*The records*.
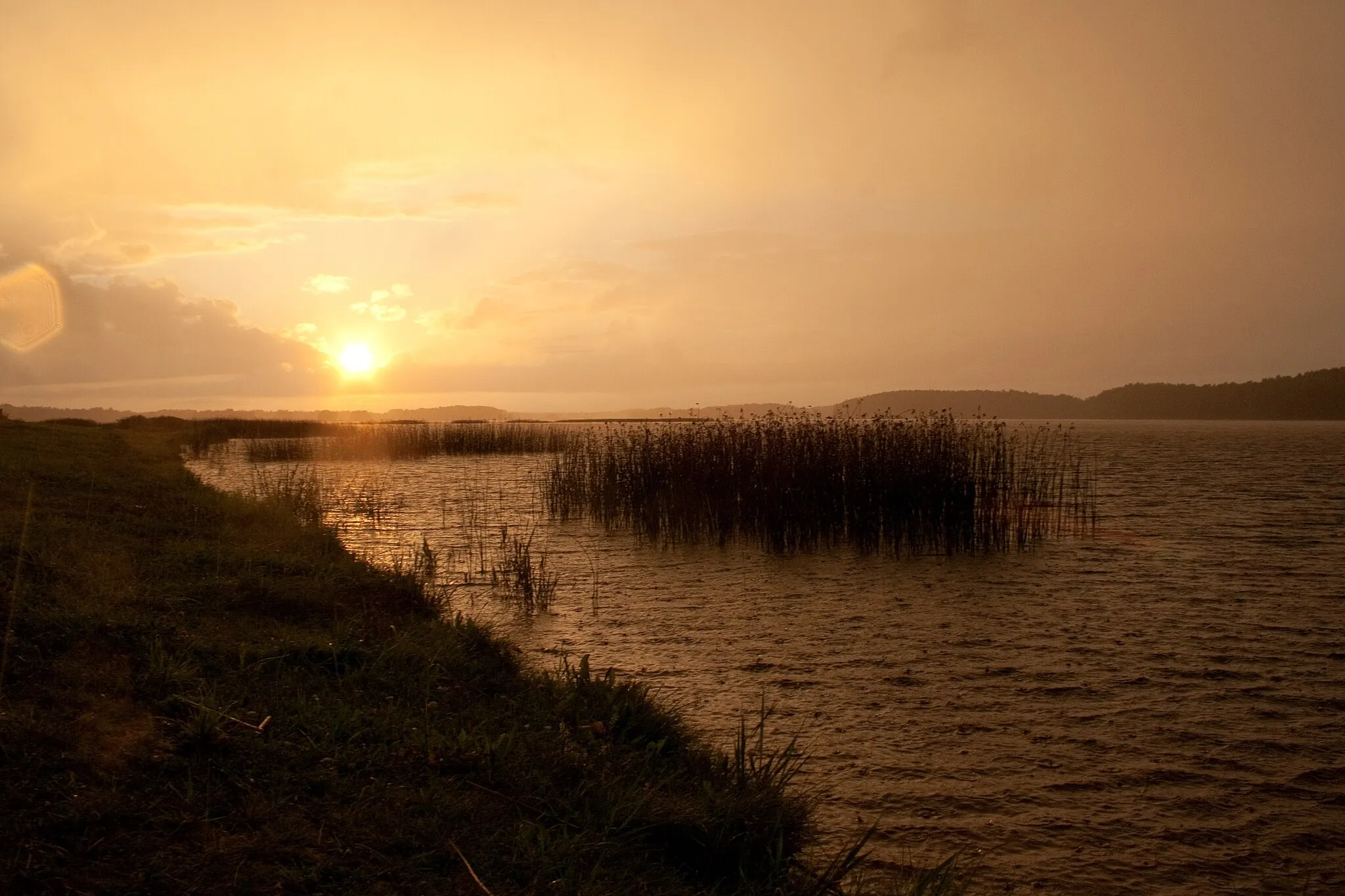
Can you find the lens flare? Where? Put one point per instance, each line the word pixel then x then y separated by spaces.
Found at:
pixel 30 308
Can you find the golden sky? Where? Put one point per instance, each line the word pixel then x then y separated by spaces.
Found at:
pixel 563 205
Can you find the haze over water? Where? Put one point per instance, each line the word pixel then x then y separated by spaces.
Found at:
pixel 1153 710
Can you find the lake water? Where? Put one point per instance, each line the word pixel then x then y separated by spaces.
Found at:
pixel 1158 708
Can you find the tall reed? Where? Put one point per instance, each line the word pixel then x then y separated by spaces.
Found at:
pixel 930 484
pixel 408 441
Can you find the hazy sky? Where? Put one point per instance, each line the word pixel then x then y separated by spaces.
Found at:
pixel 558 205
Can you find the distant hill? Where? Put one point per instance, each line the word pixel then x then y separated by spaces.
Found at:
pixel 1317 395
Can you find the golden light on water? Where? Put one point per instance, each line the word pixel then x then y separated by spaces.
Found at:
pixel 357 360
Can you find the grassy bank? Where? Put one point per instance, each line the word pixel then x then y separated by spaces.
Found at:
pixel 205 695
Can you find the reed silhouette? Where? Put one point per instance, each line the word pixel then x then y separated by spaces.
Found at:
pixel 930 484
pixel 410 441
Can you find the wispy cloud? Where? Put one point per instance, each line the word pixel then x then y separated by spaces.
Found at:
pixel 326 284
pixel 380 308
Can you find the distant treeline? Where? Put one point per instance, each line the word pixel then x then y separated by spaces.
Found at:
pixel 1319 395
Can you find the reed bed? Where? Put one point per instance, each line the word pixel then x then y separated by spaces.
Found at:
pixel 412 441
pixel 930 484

*Work request*.
Write down exactly the line that contains "Can you find the distant treeline?" along with all later lines of the material, ending at its final line.

*The answer*.
Can you find the distant treeline? Where? Put one point per instance, each line the word pixel then x then y separated by spaces.
Found at:
pixel 1319 395
Can you find the reed bed? Where? Put one point per instance, each line the word pixel then x then y separated by spaces.
Found at:
pixel 412 441
pixel 930 484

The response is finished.